• [WRITTEN INSTRUCTION]
Display every line below that contains the word "each".
--- Start ---
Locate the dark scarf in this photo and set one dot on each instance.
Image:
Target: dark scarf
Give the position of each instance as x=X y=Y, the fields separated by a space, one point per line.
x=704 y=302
--- End ---
• [COMPLETED TASK]
Locate the dark scarf in this photo and set one dot on each instance.
Give the position of each instance as x=X y=Y, the fields separated by a space, one point per line.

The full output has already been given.